Extracted information

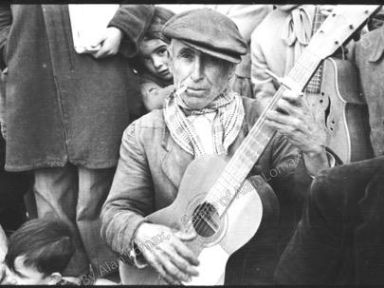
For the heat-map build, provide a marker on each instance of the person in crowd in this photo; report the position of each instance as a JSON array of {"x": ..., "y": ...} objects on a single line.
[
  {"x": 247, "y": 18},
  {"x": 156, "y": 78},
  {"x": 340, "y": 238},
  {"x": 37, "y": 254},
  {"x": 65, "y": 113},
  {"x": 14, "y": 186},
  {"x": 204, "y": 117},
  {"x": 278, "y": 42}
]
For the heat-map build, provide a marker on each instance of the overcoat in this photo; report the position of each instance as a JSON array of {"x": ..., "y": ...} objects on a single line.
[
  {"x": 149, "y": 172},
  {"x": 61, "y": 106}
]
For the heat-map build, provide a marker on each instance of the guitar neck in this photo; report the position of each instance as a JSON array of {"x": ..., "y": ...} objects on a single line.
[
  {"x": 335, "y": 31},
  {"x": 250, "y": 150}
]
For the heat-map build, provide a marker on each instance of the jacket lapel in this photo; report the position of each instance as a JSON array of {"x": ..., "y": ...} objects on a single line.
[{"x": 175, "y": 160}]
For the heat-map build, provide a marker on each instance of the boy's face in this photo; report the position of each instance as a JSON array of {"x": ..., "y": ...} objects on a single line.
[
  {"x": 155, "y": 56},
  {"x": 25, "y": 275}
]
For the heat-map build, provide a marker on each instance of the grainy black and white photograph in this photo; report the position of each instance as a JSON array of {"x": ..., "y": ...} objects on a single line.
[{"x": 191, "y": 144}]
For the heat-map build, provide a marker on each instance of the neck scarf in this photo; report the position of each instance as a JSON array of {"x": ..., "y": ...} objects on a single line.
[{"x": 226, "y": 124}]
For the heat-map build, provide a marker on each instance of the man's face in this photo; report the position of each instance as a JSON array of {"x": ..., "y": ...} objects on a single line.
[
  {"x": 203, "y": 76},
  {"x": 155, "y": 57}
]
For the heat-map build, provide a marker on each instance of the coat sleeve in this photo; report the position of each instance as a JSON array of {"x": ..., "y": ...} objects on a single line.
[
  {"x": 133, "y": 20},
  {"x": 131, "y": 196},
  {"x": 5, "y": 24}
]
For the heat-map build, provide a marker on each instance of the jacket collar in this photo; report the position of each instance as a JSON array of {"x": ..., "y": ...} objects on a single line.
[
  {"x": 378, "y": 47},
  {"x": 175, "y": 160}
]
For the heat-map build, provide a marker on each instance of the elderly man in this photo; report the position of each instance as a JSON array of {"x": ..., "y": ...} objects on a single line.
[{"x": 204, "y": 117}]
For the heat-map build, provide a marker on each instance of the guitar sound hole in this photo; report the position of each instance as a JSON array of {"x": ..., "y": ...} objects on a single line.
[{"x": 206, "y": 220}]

==

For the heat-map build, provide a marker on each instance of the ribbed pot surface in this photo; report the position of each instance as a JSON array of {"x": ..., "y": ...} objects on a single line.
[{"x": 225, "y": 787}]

--

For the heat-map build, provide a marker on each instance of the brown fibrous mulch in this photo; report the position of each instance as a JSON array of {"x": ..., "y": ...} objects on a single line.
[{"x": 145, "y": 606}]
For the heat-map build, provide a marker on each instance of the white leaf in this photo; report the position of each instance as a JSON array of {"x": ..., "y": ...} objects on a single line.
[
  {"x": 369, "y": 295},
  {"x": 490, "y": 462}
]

Prompt
List each line in the listing above that contains the word "mulch", copying every such line in full.

Answer to this problem
For the heat-map build, provide a marker on each instance of the brown fibrous mulch in this photo; report the position of each instance as a JSON array of {"x": ..., "y": ...} objects on a single line.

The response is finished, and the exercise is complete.